» WHAT YOU SHOULD DO
Render this sentence from the passage on Go for machine learning in Spanish: "Go (or Golang) originates from Google, where its design began in 2007."

» QUOTED TEXT
Most ML algorithms can be efficiently implemented in a wide range of programming languages. While Python has been a favorite of data scientists for its ease of use and plethora of open source libraries, Go presents significant advantages for a developer creating a commercial ML application.
There are libraries for other languages, especially Python, that are more complete than Go ML libraries and have benefited from years, if not decades, of research from the worlds brightest brains. Some Go programmers make the transition to Go in search of better performance, but because ML libraries are typically written in C and exposed to Python through their bindings, they do not suffer the same performance problems as interpreted Python programs. Deep learning frameworks such as TensorFlow and Caffe have very limited, if any, bindings to Go. Even with these issues in mind, Go is still an excellent, if not the best, language to develop an application containing ML components.
For researchers attempting to improve state-of-the-art algorithms in an academic environment, Go may not be the best choice. However, for a start-up with a product concept and fast-dwindling cash reserves, completing the development of the product in a maintainable and reliable way within a short space of time is essential, and this is where the Go language shines.
Go (or Golang) originates from Google, where its design began in 2007. Its stated objectives were to create an efficient, compiled programming language that feels lightweight and pleasant. Go benefits from a number of features that are designed to boost productivity and reliability of production applications:
- Easy to learn and on-board new developers
- Fast build time
- Good performance at run-time
- Great concurrency support
- Excellent standard library
- Type safety
- Easy-to-read, standardized code with gofmt
- Forced error handling to minimize unforeseen exceptions
- Explicit, clear dependency management
- Easy to adapt architecture as projects grow
All these reasons make Go an excellent language for building production systems, particularly web applications. The 2018 Stack Overflow developer survey reveals that while only 7% of professional developers use Go as their main language, it is 5th on the most loved list and also commands very high salaries relative to other languages, recognizing the business value that Go programmers add.
Some of the worlds most successful technology companies use Go as the main language of their production systems and actively contribute to its development, such as Cloudflare, Google, Uber, Dailymotion, and Medium. This means that there is now an extensive ecosystem of tools and libraries to help a development team create a reliable, maintainable application in Go. Even Docker, the worlds leading container technology, is written in Go.
At the time of writing, there are 1,774 repositories on GitHub written in the Go language that have over 500 stars, traditionally considered a good proxy measure of quality and support. In comparison, Python has 3,811 and Java 3,943. Considering that Go is several decades younger and allows for faster production-ready development, the relatively large number of well-supported repositories written in the Go language constitutes a glowing endorsement from the open source community.
Go has a number of stable and well-supported open source ML libraries. The most popular Go ML library by number of GitHub stars and contributors is GoLearn. It is also the most recently updated. Other Go ML libraries include GoML and Gorgonia, a deep learning library whose API resembles TensorFlow.
Data scientists will often explore different methods to tackle an ML problem in a different language, such as Python, and produce a model that can solve the problem outside any application. The plumbing, such as getting data in and out of the model, serving this to a customer, persisting outputs or inputs, logging errors, or monitoring latencies, is not part of this deliverable and is outside the normal scope of work for a data scientist. As a result, taking the model from concept to a Go production application requires a polyglot approach such as a microservice.

» STORED RECORDS
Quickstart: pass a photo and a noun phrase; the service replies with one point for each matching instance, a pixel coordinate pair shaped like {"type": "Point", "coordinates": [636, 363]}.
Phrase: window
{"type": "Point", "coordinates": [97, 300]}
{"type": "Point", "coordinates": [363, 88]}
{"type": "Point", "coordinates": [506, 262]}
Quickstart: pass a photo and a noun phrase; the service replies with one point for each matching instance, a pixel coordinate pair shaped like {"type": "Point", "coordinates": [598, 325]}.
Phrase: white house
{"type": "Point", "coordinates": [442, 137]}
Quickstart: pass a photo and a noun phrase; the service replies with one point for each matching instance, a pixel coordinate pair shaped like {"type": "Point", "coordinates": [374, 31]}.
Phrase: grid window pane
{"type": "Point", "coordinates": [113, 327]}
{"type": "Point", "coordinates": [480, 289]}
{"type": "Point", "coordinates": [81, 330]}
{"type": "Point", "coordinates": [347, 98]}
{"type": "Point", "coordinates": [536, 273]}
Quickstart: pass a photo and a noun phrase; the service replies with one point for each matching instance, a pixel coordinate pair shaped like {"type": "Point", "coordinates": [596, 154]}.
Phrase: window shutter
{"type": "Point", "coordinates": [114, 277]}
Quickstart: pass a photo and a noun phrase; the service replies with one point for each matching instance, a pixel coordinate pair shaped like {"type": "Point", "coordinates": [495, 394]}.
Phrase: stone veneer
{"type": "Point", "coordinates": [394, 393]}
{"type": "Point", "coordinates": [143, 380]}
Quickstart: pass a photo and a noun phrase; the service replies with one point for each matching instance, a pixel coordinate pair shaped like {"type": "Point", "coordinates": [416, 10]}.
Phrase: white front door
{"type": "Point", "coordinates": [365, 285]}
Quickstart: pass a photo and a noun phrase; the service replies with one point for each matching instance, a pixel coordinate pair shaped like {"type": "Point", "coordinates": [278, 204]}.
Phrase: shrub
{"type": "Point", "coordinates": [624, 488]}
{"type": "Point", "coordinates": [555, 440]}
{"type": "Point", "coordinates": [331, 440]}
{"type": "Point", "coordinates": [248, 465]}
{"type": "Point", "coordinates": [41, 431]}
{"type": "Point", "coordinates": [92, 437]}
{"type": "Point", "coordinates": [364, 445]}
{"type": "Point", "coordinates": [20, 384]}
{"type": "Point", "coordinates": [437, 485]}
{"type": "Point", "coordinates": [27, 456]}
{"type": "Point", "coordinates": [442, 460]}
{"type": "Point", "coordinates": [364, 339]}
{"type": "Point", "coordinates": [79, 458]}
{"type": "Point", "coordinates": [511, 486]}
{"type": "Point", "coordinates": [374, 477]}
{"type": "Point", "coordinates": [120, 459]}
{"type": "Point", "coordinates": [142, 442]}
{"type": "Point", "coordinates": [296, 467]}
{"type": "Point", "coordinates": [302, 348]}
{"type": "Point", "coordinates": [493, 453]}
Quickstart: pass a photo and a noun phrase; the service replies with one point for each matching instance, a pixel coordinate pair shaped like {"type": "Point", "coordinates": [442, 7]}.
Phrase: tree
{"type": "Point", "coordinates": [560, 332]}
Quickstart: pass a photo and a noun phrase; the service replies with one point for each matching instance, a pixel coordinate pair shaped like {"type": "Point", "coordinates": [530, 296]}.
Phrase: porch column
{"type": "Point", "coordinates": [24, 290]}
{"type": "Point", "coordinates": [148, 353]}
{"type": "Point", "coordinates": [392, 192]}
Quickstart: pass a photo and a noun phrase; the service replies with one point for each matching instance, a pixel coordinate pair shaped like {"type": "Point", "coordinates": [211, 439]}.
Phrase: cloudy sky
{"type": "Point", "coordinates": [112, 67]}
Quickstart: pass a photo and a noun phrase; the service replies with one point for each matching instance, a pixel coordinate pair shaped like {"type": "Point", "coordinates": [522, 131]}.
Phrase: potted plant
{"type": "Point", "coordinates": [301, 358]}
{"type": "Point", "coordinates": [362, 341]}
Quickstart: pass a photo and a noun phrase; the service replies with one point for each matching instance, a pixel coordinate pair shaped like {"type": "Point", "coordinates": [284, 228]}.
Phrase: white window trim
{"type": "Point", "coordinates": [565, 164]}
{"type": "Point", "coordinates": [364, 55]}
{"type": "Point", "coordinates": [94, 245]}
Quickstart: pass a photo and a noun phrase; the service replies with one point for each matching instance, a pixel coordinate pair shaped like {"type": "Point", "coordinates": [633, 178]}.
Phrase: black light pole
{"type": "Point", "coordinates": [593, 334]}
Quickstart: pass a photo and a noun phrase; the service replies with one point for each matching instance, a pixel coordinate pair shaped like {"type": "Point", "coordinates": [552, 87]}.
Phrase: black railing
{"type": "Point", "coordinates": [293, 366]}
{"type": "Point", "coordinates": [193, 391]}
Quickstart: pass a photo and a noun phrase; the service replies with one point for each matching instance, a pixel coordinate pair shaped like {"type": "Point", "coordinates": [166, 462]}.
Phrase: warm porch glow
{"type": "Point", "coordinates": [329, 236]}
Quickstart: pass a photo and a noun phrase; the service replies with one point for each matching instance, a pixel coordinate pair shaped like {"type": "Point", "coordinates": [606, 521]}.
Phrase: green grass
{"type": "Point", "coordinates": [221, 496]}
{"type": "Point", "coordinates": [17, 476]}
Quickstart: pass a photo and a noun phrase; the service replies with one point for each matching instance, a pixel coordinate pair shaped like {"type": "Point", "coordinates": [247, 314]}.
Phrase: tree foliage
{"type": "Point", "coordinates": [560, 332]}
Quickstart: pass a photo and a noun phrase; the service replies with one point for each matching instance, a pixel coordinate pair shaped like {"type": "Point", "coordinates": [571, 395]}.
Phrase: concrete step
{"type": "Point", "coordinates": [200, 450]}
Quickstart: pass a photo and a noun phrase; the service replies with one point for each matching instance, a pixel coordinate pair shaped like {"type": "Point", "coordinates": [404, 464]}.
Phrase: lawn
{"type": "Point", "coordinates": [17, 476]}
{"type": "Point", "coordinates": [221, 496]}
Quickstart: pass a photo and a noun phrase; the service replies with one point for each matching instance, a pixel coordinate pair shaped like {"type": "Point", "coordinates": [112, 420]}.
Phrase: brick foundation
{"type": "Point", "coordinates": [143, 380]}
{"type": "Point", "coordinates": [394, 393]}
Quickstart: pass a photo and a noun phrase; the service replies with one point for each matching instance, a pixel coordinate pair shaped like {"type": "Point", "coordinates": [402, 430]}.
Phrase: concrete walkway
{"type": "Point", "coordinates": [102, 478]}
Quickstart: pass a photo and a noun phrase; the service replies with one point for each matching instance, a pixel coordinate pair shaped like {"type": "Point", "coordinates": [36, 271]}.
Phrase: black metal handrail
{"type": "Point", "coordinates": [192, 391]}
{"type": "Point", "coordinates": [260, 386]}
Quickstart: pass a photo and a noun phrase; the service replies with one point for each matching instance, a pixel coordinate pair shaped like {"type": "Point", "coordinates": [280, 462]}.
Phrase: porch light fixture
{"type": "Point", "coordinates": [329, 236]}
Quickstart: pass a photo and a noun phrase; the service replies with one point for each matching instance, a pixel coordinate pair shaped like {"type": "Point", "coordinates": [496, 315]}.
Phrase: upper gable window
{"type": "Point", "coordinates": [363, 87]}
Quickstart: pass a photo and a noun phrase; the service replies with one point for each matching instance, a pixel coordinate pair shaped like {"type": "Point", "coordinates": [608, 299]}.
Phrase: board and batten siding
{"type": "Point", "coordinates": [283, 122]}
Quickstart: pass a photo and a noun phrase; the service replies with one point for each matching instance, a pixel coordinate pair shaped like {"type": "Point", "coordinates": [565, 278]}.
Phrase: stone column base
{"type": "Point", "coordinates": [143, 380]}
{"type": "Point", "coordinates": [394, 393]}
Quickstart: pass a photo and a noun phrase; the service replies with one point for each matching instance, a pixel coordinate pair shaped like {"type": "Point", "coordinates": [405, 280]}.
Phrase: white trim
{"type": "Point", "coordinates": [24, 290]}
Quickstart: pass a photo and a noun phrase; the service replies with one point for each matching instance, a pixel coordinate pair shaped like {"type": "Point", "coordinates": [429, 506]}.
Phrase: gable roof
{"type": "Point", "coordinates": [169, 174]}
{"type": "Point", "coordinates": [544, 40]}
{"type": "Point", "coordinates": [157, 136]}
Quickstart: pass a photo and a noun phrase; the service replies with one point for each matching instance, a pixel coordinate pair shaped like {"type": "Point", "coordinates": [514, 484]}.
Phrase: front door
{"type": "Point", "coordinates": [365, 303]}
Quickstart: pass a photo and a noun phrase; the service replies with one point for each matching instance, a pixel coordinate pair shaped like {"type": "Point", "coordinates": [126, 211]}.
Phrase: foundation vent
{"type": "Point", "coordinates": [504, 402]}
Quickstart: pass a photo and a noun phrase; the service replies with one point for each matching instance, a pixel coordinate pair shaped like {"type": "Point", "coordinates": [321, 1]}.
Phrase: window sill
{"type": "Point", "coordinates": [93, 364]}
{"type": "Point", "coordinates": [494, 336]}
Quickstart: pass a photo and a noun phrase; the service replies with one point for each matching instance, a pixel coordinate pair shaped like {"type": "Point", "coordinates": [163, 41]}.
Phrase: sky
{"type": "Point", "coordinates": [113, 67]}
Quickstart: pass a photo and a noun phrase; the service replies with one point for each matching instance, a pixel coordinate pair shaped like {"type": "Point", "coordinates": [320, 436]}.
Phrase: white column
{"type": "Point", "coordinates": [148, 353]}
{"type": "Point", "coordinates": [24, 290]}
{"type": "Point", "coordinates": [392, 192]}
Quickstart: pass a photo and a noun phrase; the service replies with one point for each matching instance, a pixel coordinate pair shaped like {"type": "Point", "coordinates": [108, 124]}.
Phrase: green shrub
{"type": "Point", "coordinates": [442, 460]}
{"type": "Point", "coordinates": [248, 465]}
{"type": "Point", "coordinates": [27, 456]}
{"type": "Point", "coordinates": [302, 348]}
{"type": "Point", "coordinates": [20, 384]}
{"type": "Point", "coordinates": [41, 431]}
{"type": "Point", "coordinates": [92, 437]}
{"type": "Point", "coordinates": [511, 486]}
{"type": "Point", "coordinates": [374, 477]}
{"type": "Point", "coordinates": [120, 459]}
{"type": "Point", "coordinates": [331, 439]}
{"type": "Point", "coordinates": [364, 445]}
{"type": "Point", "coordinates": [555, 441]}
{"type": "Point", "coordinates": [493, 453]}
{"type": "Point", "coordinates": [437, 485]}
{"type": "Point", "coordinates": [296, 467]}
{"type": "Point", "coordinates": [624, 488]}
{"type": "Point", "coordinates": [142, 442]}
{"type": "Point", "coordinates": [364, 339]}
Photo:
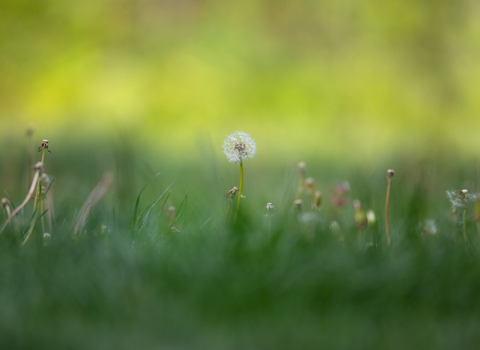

» THE COMPLETED TASK
Go (o Golang) tiene su origen en Google, donde su diseño comenzó en 2007.